Top of RECORDS SUPPLIED
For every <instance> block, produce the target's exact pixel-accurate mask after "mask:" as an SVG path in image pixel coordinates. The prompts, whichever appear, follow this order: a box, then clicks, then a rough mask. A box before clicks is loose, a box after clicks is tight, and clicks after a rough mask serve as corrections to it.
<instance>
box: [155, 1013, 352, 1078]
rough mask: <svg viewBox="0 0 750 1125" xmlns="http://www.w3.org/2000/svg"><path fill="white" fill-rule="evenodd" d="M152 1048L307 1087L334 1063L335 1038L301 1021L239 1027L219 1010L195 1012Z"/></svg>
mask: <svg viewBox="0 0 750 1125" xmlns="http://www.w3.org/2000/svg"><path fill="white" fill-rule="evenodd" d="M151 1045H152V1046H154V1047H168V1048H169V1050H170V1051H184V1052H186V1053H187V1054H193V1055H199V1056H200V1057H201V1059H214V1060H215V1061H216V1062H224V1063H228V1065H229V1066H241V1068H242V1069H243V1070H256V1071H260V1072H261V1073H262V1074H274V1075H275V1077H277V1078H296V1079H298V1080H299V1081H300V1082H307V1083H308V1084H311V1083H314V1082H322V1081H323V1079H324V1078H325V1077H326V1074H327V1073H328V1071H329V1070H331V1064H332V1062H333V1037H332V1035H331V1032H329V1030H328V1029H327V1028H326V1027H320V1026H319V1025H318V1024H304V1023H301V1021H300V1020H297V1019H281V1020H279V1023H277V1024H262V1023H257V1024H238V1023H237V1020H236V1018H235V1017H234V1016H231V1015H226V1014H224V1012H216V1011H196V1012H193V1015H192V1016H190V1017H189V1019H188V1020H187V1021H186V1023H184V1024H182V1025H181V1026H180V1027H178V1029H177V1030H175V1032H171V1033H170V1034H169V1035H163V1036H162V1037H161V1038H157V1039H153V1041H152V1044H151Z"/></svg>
Bottom of RECORDS SUPPLIED
» WHAT THE TASK ASKS
Reproduce each of the entries above character for character, omitting nothing.

» ANSWER TO THIS TASK
For every <instance> block, produce the target's exact pixel-accurate mask after "mask:" as an SVG path in image pixel coordinates. The prompts, whichever appear, follow this order: a box, then clicks, then a rough mask. A box before clicks is loose, a box after clicks is tight, and clicks after a rough mask serve as corrections to it.
<instance>
box: [155, 1013, 352, 1078]
rough mask: <svg viewBox="0 0 750 1125" xmlns="http://www.w3.org/2000/svg"><path fill="white" fill-rule="evenodd" d="M152 1048L307 1087L334 1063L335 1038L301 1021L239 1027L219 1010L195 1012Z"/></svg>
mask: <svg viewBox="0 0 750 1125" xmlns="http://www.w3.org/2000/svg"><path fill="white" fill-rule="evenodd" d="M151 1045H152V1046H154V1047H168V1048H169V1050H170V1051H184V1052H186V1053H187V1054H193V1055H199V1056H200V1057H201V1059H214V1060H215V1061H216V1062H224V1063H228V1065H229V1066H241V1068H242V1069H243V1070H256V1071H260V1072H261V1073H262V1074H274V1075H275V1077H277V1078H296V1079H298V1080H299V1081H300V1082H307V1083H308V1084H311V1083H314V1082H322V1081H323V1079H324V1078H325V1077H326V1074H327V1073H328V1071H329V1070H331V1064H332V1062H333V1037H332V1035H331V1032H329V1030H328V1029H327V1028H326V1027H320V1026H319V1025H318V1024H304V1023H301V1021H300V1020H297V1019H281V1020H279V1023H277V1024H262V1023H257V1024H238V1023H237V1020H236V1018H235V1017H234V1016H231V1015H226V1014H224V1012H216V1011H196V1012H193V1015H192V1016H190V1017H189V1019H188V1020H187V1021H186V1023H184V1024H182V1025H181V1026H180V1027H178V1029H177V1030H175V1032H171V1033H170V1034H169V1035H163V1036H162V1037H161V1038H157V1039H153V1041H152V1044H151Z"/></svg>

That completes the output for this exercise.